### WHAT THE TASK ASKS
Produce a word-for-word copy of the data below.

DATA TO PROCESS below:

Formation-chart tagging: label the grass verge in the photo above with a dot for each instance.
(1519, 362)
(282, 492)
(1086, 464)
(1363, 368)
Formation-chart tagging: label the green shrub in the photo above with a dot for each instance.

End of DATA TO PROCESS.

### TASK SOLUTION
Formation-chart tagging: label the grass verge in the photo above with a dot for each instance.
(1519, 362)
(282, 492)
(1086, 464)
(1363, 368)
Formation-chart tagging: label the green shrub in the photo above with a dot for each instance.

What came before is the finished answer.